_Your instructions_
Take all the material and copy it exactly.

-------- Given data --------

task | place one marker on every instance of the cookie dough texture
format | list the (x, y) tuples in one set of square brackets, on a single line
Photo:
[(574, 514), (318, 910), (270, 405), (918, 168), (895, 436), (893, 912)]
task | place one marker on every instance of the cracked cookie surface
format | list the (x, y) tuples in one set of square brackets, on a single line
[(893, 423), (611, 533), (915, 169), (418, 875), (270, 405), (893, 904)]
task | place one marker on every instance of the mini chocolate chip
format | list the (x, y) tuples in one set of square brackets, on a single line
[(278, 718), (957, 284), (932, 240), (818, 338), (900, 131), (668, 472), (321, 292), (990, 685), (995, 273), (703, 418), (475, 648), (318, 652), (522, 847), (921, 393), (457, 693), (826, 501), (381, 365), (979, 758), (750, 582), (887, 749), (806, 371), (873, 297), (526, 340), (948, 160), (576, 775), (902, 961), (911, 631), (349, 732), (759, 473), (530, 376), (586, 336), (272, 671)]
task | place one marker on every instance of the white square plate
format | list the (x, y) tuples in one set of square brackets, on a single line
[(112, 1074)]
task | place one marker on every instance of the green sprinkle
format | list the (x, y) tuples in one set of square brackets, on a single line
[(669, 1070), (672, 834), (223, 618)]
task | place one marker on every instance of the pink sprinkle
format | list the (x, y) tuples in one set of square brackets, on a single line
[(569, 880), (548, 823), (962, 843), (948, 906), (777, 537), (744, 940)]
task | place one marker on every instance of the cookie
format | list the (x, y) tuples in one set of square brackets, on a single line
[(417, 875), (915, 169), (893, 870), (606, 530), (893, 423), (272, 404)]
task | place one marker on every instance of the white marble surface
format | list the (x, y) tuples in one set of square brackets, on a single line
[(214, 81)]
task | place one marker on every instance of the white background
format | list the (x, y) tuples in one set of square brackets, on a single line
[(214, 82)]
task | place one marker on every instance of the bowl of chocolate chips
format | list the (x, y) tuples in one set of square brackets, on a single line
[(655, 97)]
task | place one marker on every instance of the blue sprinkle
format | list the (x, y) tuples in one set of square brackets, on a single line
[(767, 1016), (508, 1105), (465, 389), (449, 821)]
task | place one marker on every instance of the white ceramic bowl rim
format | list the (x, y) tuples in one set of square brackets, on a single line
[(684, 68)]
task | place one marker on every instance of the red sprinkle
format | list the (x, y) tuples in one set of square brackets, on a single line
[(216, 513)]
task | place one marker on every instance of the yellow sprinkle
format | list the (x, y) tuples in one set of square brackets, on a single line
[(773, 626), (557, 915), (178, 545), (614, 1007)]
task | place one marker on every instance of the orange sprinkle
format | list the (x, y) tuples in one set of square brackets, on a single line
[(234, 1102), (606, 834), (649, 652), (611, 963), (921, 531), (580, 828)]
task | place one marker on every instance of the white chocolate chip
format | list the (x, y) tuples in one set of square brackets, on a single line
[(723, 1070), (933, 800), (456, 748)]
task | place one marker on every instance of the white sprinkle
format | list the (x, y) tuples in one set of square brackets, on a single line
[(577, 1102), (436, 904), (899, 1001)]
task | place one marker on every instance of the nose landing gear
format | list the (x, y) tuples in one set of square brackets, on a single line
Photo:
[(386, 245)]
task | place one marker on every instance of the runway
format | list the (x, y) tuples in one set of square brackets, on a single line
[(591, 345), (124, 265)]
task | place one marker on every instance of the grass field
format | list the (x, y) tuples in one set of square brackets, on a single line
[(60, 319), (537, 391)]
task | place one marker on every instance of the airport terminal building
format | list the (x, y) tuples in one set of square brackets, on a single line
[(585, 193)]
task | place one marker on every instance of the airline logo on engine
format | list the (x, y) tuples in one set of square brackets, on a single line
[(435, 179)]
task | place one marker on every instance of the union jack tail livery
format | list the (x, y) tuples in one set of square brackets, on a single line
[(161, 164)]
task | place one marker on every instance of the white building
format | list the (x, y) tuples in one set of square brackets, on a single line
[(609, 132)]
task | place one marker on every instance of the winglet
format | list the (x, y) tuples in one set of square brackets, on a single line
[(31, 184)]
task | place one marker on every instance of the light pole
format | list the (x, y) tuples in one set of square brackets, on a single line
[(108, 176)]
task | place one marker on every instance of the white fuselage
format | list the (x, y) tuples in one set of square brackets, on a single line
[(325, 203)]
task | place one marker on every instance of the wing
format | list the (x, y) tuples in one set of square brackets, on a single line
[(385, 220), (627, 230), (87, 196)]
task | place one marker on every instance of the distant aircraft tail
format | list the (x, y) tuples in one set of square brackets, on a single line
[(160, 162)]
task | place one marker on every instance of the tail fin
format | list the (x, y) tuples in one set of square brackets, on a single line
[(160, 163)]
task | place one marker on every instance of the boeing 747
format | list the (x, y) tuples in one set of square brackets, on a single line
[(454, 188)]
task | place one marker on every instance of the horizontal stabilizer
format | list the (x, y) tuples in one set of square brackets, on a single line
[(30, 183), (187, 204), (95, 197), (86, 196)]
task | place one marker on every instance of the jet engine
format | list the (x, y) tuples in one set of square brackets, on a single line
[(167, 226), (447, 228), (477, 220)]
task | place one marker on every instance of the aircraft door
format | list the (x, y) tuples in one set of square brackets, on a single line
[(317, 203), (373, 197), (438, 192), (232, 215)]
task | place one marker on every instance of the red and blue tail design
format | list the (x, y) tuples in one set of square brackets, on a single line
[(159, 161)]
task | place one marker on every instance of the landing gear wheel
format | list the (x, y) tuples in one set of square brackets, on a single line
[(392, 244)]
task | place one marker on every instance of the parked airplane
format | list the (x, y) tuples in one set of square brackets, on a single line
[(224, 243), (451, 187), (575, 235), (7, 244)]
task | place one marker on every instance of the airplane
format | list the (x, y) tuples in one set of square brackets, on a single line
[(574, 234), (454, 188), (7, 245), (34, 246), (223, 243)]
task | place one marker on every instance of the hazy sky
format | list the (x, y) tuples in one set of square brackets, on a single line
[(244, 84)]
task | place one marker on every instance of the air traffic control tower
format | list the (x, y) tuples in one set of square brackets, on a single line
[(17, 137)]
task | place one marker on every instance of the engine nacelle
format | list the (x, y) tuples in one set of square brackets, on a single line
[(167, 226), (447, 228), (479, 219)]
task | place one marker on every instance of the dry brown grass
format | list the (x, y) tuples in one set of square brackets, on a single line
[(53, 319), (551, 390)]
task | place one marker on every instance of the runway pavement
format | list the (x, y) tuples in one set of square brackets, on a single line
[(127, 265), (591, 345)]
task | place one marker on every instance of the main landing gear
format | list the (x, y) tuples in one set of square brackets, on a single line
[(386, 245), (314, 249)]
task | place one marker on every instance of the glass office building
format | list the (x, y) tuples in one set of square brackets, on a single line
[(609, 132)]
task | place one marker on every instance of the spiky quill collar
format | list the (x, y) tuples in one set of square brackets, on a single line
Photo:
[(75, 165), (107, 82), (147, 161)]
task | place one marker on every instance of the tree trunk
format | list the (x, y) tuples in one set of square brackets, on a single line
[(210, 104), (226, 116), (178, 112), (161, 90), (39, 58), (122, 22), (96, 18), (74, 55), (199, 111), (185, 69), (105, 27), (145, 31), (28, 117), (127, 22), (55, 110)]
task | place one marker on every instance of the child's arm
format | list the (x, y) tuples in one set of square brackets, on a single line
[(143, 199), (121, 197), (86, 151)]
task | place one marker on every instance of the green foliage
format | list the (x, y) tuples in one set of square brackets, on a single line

--------

_Finished task_
task | place one marker on every instance of the cookie dough texture
format | list the (x, y) tuples in one set of square brackets, on a single line
Photo:
[(574, 514), (318, 910), (270, 405), (918, 168), (895, 436), (893, 912)]
task | place one marker on every instance of the cracked cookie surface
format | list the (x, y) tuples in one set of square brackets, on a single line
[(893, 423), (611, 533), (915, 169), (418, 875), (270, 405), (893, 904)]
task | place one marker on every instance of the mini chocolate chip
format | list the (x, y) tuples in one set of square brackets, on a single line
[(278, 718), (957, 284), (932, 240), (818, 338), (900, 131), (668, 472), (321, 292), (990, 685), (995, 273), (703, 418), (475, 648), (318, 652), (522, 847), (921, 393), (457, 693), (826, 501), (381, 365), (979, 758), (750, 582), (887, 749), (806, 371), (873, 297), (526, 340), (948, 160), (576, 775), (902, 961), (911, 631), (349, 732), (759, 473), (530, 376), (586, 336), (272, 671)]
task | place one marker on every instance of the white square plate
format | list the (x, y) tuples in one set of square brackets, on a single line
[(112, 1074)]
task | place one marker on every instance of the green sprinkle
format | list the (x, y) tuples in one set of square brackets, on a single line
[(669, 1070), (672, 834), (223, 618)]
task | place one marker on every instance of the pink sprinkle
format | list the (x, y) tuples in one set of square brackets, on a single line
[(569, 880), (548, 823), (962, 843), (948, 906), (777, 537), (744, 940)]
task | place one marker on every instance of the cookie
format | list the (x, y) tuples in one set of square brackets, on a single line
[(417, 875), (915, 169), (893, 870), (606, 530), (893, 423), (272, 404)]
task | place one marker on every instance of the white marble surface
format | list the (x, y) tuples in one set of square brackets, on a single line
[(214, 81)]
task | place one marker on every instance of the white background
format | list the (x, y) tuples in one set of square brackets, on a single line
[(214, 82)]
task | place one marker on every instance of the bowl of chocolate chips
format | list the (x, y) tuples in one set of square brackets, on a single line
[(655, 97)]
task | place one marker on every instance of the blue sprinkle
format | list the (x, y) tuples in one set of square brackets, on a single line
[(767, 1016), (508, 1105), (465, 389), (449, 821)]
task | place one marker on every instance of the white ceramic bowl rim
format | list the (x, y) tuples in one set of square brackets, on a single line
[(684, 68)]
task | place one marker on every instance of the red sprinkle
format | list the (x, y) tuples in one set of square brackets, on a single line
[(216, 513)]
task | place one marker on every instance of the yellow sprinkle
format | list the (x, y) tuples in one set of square brackets, on a single line
[(773, 626), (557, 915), (178, 545), (614, 1007)]
task | place one marker on every instance of the orange sprinkle
format | list the (x, y) tuples in one set of square brackets, on a single line
[(234, 1102), (606, 834), (649, 652), (611, 963), (921, 531), (580, 828)]
task | place one marker on every instance of the white chocolate chip
format | list the (x, y) tuples in one set of square brackets, on a single line
[(723, 1070), (933, 800), (456, 748)]
task | place one marker on every instance of the white sprinkle
format | list the (x, y) tuples in one set of square brackets, on a single line
[(577, 1102), (436, 904), (899, 1001)]
task | place one marker on every instance of the nose landing gear
format | list the (x, y) tuples in one set of square brackets, on a single line
Photo:
[(386, 245)]
task | place one marker on every instance of the runway
format | list the (x, y) tuples in one set of square brackets, on a single line
[(591, 345), (124, 265)]
task | place one marker on every instance of the grass field
format | list the (x, y) tuples in one set of square brackets, on a single line
[(60, 319), (537, 391)]
task | place one marker on every instance of the airport terminal building
format | list the (x, y) tuples in one set of square brackets, on a single line
[(585, 193)]
task | place one marker on every instance of the airline logo on engine
format | list the (x, y) tuples in one set of square brackets, on a single line
[(435, 179)]
task | place one marker on every instance of the union jack tail livery
format | list the (x, y) tuples in one set of square brackets, on a single line
[(161, 164)]
task | place one marker on every instance of the white building
format | list the (x, y) tuples in one set of square brackets, on a single line
[(609, 132)]
task | place one marker on every instance of the winglet
format | list the (x, y) tuples in one set of square brackets, on a single line
[(31, 184)]
task | place one marker on every instance of the light pole
format | list the (x, y) tuples in one set of square brackets, on a single line
[(108, 176)]
task | place one marker on every instance of the white fuselage
format | list the (x, y) tuples in one set of square brackets, on a single line
[(325, 203)]
task | place one marker on every instance of the wing
format | list the (x, y) tuples in one set of square brackets, on a single line
[(385, 220), (627, 230), (87, 196)]
task | place one marker on every instance of the distant aircraft tail
format | list the (x, y) tuples in one set of square brackets, on a single line
[(160, 162)]
task | place one marker on every instance of the tail fin
format | list the (x, y) tuples in one set of square brackets, on a single line
[(160, 163)]
task | place one marker on every instance of the boeing 747
format | list the (x, y) tuples in one set of square brackets, on a single line
[(454, 188)]
task | place one marker on every instance of the horizontal stabilizer
format | list the (x, y) tuples in one set of square brackets, on a single line
[(30, 183), (187, 204), (95, 197), (86, 196)]
task | place one marker on every instance of the jet engine
format | list the (x, y) tuples in one set of square brackets, on a single line
[(167, 226), (447, 228), (477, 220)]
task | place one marker on every instance of the aircraft door
format | list the (x, y) tuples in one set of square brackets, on a single line
[(317, 203), (373, 197), (438, 192), (232, 215)]
task | place one marker on every instance of the red and blue tail design
format | list the (x, y) tuples in one set of square brackets, on a single line
[(159, 161)]
task | place one marker on every instance of the landing gear wheel
format | list the (x, y) tuples in one set of square brackets, on a single line
[(392, 244)]
task | place one marker on every instance of the parked airplane
format | list the (x, y) tuples in one set of square brackets, on a single line
[(224, 243), (451, 187), (575, 235), (7, 244)]
task | place one marker on every instance of the airplane
format | list the (x, y) tuples in one set of square brackets, on a single line
[(574, 234), (454, 188), (7, 245), (34, 246), (223, 243)]
task | place one marker on every instance of the hazy sky
format | list the (x, y) tuples in one set of square brackets, on a single line
[(244, 84)]
task | place one marker on every instance of the air traffic control tower
format | list the (x, y) tuples in one set of square brackets, on a single line
[(17, 137)]
task | place one marker on every instance of the engine nacelle
format | list the (x, y) tuples in one set of square brackets, on a single line
[(167, 226), (447, 228), (479, 219)]
task | place one marker on every instance of the dry brown grass
format | list the (x, y) tuples in one set of square brackets, on a single line
[(53, 319), (551, 390)]
task | place one marker on every instance of the runway pavement
format | list the (x, y) tuples in one set of square brackets, on a single line
[(127, 265), (591, 345)]
task | place one marker on every instance of the main landing gear
format | list the (x, y) tuples in one set of square brackets, on a single line
[(386, 245), (314, 249)]
task | place one marker on every instance of the glass office building
format | list the (x, y) tuples in one set of square brackets, on a single line
[(609, 132)]
task | place one marker on every instance of the spiky quill collar
format | list the (x, y) tuples in one set of square brackets, on a single line
Photo:
[(75, 165), (107, 82), (147, 161)]
task | place one marker on every instance of the tree trunk
format | list the (x, y) tuples in one set of square brackets, on a single line
[(210, 104), (226, 116), (178, 112), (161, 90), (39, 58), (122, 22), (96, 18), (74, 55), (199, 111), (185, 69), (105, 27), (145, 31), (28, 117), (127, 22), (55, 110)]
task | place one marker on every instance of the child's arm
format | list the (x, y) tuples in one set of square brackets, on a single line
[(143, 199), (121, 197), (86, 151)]
task | place one marker on every instance of the green foliage
format | list the (x, y) tuples in one set of square brackets, on a single line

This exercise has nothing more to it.